- What you should do
Write the material out again in full, exactly.

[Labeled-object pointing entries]
↓

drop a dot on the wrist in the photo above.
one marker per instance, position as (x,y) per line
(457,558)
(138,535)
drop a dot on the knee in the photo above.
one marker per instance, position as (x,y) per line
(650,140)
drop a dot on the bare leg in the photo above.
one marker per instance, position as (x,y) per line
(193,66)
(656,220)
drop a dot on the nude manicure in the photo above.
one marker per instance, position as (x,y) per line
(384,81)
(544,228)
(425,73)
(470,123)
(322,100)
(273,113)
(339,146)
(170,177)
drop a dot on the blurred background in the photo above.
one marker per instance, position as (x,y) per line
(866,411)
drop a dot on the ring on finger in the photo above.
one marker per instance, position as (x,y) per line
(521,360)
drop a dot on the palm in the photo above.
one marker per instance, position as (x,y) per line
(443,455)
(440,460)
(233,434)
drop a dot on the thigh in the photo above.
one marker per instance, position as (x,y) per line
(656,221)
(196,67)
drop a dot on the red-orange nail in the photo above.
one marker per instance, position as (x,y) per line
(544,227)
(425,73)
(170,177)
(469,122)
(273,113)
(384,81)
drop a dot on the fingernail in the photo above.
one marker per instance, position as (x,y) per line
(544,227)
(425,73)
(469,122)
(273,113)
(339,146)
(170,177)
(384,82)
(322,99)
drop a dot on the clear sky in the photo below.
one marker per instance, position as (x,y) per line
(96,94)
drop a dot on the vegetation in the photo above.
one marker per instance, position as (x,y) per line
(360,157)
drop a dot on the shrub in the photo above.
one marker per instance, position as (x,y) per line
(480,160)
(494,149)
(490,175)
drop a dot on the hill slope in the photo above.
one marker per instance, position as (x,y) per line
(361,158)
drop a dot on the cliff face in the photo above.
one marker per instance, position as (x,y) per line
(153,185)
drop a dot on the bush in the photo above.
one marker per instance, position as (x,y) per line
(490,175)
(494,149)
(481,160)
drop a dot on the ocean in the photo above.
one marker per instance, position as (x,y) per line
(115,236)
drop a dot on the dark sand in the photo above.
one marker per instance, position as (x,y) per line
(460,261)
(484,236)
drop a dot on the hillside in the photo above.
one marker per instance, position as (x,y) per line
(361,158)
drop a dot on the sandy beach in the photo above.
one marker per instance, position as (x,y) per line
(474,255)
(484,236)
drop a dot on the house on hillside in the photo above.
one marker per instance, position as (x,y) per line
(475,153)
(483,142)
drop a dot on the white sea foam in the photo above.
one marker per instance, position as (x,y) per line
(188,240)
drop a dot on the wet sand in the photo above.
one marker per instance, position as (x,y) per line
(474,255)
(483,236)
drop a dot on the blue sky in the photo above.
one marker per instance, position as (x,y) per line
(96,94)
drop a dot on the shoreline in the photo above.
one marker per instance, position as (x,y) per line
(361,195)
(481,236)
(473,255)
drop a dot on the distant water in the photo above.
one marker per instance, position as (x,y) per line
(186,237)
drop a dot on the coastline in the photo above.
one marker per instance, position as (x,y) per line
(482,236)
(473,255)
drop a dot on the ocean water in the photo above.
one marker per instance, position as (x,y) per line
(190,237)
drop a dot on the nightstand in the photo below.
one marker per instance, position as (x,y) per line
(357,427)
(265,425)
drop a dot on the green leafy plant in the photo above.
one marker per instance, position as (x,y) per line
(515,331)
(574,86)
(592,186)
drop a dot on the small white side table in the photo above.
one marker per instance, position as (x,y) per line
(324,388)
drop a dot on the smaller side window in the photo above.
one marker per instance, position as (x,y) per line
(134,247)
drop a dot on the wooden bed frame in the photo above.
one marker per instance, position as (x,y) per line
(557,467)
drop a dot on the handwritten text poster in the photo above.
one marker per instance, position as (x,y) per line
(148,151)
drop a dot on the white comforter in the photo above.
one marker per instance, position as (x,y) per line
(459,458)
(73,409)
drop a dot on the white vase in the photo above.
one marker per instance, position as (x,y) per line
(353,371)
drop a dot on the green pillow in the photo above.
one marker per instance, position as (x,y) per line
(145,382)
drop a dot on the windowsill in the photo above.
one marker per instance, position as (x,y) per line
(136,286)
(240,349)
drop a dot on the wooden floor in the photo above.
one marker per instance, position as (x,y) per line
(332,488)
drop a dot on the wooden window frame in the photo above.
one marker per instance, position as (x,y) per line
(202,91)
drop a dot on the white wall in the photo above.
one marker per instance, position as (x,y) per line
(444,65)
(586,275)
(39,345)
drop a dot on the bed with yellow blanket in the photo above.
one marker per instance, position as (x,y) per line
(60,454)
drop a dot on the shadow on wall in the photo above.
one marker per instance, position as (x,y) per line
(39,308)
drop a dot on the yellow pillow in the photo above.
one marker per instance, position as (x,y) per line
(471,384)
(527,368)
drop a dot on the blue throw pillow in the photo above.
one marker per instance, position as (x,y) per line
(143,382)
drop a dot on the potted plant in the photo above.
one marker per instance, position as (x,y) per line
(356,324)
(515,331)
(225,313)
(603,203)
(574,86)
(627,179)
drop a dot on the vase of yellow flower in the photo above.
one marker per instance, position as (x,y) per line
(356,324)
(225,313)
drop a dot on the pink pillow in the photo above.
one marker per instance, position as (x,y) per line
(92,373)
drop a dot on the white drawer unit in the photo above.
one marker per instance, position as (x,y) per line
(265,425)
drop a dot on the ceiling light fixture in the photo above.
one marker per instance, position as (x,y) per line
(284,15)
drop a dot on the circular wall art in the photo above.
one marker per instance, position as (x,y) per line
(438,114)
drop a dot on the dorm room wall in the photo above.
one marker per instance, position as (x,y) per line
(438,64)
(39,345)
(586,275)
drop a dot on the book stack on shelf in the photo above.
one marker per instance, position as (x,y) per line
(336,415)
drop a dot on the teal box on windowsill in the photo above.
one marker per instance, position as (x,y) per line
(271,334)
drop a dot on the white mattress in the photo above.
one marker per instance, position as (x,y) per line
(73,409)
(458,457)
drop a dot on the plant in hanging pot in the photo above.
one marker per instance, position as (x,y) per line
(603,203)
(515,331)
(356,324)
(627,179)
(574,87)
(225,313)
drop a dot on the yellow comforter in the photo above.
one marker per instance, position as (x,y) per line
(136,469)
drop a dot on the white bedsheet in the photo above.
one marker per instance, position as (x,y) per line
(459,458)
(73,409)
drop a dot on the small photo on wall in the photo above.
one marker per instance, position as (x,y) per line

↑

- Finished answer
drop a dot on the wrist in the photo above.
one marker per instance, position as (x,y) per line
(457,558)
(138,535)
drop a dot on the knee in the photo above.
one marker per instance, position as (x,y) per line
(650,140)
drop a dot on the bare leg in the photo above.
one marker per instance, position as (x,y) per line
(193,66)
(656,220)
drop a dot on the nude manicure in the photo above.
one marker per instance, position as (x,y) per line
(384,81)
(544,228)
(425,73)
(470,123)
(322,100)
(273,113)
(339,146)
(170,177)
drop a dot on the blurred background in the photo above.
one marker per instance, position as (x,y) per line
(866,411)
drop a dot on the ring on finger in the photo above.
one marker per instance, position as (x,y) per line
(521,360)
drop a dot on the palm in the photo above.
one marker per instance, position as (x,y) per line
(443,455)
(440,460)
(233,434)
drop a dot on the thigh in the photo above.
one marker per instance, position as (x,y) per line
(656,221)
(196,67)
drop a dot on the red-orange nail in the photo above.
one marker per instance, position as (x,y) per line
(544,227)
(425,73)
(170,177)
(469,122)
(273,113)
(384,81)
drop a dot on the fingernail in the photo above.
one marker per instance, position as (x,y) per line
(544,227)
(425,73)
(469,122)
(273,113)
(339,146)
(170,177)
(384,82)
(322,99)
drop a dot on the clear sky in the photo below.
one marker per instance, position as (x,y) per line
(96,94)
drop a dot on the vegetation in the photo above.
one marker per instance, position as (x,y) per line
(360,157)
drop a dot on the shrub in the photo above.
one marker per instance, position as (x,y) per line
(480,160)
(494,149)
(490,175)
drop a dot on the hill slope in the photo above.
one marker per instance, position as (x,y) per line
(361,158)
drop a dot on the cliff face in the photo above.
one marker per instance, position as (x,y) per line
(153,185)
drop a dot on the bush in the photo above.
one marker per instance, position as (x,y) per line
(490,175)
(494,149)
(481,160)
drop a dot on the ocean in the photo above.
one marker per instance, position as (x,y) per line
(115,236)
drop a dot on the dark sand in the photo above.
one marker per instance, position as (x,y) per line
(460,261)
(484,236)
drop a dot on the hillside in the photo above.
one marker per instance, position as (x,y) per line
(361,158)
drop a dot on the sandy beach in the photo above.
one marker per instance, position as (x,y) per line
(474,255)
(484,236)
drop a dot on the house on hillside in the photo above.
one marker per instance, position as (x,y) per line
(475,153)
(483,142)
drop a dot on the white sea foam in the photo above.
one marker per instance, position as (x,y) per line
(188,240)
drop a dot on the wet sand in the photo above.
one marker per instance, position as (x,y) per line
(474,255)
(483,236)
drop a dot on the blue sky in the photo above.
one marker per instance, position as (x,y) per line
(96,94)
drop a dot on the shoreline in the photo above.
one marker per instance, position as (x,y) per line
(361,195)
(481,236)
(473,255)
drop a dot on the distant water in the photo above.
one marker per instance, position as (x,y) per line
(186,237)
drop a dot on the coastline in the photo above.
one marker per instance, position as (x,y) per line
(482,236)
(473,255)
drop a dot on the ocean water in the photo above.
one marker per instance, position as (x,y) per line
(190,237)
drop a dot on the nightstand in the photo below.
one marker per instance, position as (x,y) per line
(357,427)
(265,425)
drop a dot on the green leafy plant in the photo above.
one marker per instance, position as (x,y) per line
(515,331)
(574,86)
(592,186)
drop a dot on the small white side table in the photo above.
one marker per instance, position as (x,y) per line
(324,388)
drop a dot on the smaller side window in the photo above.
one marker per instance, position as (x,y) per line
(134,247)
drop a dot on the wooden bed frame in the photo above.
one marker per instance, position as (x,y) per line
(557,467)
drop a dot on the handwritten text poster in the photo above.
one marker per instance, position as (x,y) per line
(148,151)
drop a dot on the white comforter in the photo above.
one marker per instance, position as (x,y) per line
(459,458)
(73,409)
drop a dot on the white vase in the photo above.
one marker per instance, position as (x,y) per line
(353,371)
drop a dot on the green pillow in the photo above.
one marker per instance, position as (x,y) per line
(145,382)
drop a dot on the windowsill in the photo above.
one marker per instance, position as (x,y) per line
(136,286)
(240,349)
drop a dot on the wooden floor in the photo above.
one marker per instance, position as (x,y) per line
(332,488)
drop a dot on the wooden window frame in the photo above.
one marker per instance, position as (x,y) per line
(202,91)
drop a dot on the white wall in the photo above.
one marker per instance, position as (x,y) per line
(444,65)
(586,275)
(39,345)
drop a dot on the bed with yellow blanket in the photo above.
one marker per instance, position as (x,y) per line
(60,454)
drop a dot on the shadow on wall in the photo above.
one marker per instance, position as (x,y) per line
(39,308)
drop a dot on the yellow pillow in the photo above.
one marker per instance, position as (x,y) per line
(471,384)
(527,368)
drop a dot on the blue throw pillow in the photo above.
one marker per instance, position as (x,y) per line
(143,382)
drop a dot on the potted plant in the photo above.
one marker per instance, position as (x,y) per line
(356,324)
(515,331)
(225,313)
(603,203)
(574,86)
(627,179)
drop a dot on the vase of yellow flower in the photo above.
one marker per instance, position as (x,y) per line
(356,324)
(225,313)
drop a dot on the pink pillow in the photo above.
one marker per instance, position as (x,y) per line
(92,373)
drop a dot on the white drawer unit in the photo above.
one marker per instance, position as (x,y) per line
(265,425)
drop a dot on the ceiling light fixture in the photo above.
one marker per instance, position as (x,y) per line
(284,15)
drop a dot on the circular wall art in the photo above.
one marker per instance, position as (x,y) per line
(438,114)
drop a dot on the dorm room wall in the photo above.
one marker per instance, position as (x,y) per line
(438,64)
(39,345)
(586,275)
drop a dot on the book stack on shelf in the photo above.
one marker per instance, position as (x,y) per line
(336,415)
drop a dot on the teal box on windowsill in the photo above.
one marker per instance, position as (x,y) per line
(271,334)
drop a dot on the white mattress in the photo above.
one marker per instance, position as (x,y) per line
(73,409)
(458,457)
drop a dot on the plant in hanging pot in the photo above.
one marker per instance, position as (x,y) per line
(603,203)
(515,331)
(356,324)
(627,179)
(574,87)
(225,313)
drop a dot on the yellow comforter in the photo above.
one marker per instance, position as (x,y) per line
(136,469)
drop a dot on the white bedsheet in the photo above.
one marker per instance, position as (x,y) per line
(459,458)
(73,409)
drop a dot on the small photo on wall in the photo above.
one marker per instance, position as (x,y) per line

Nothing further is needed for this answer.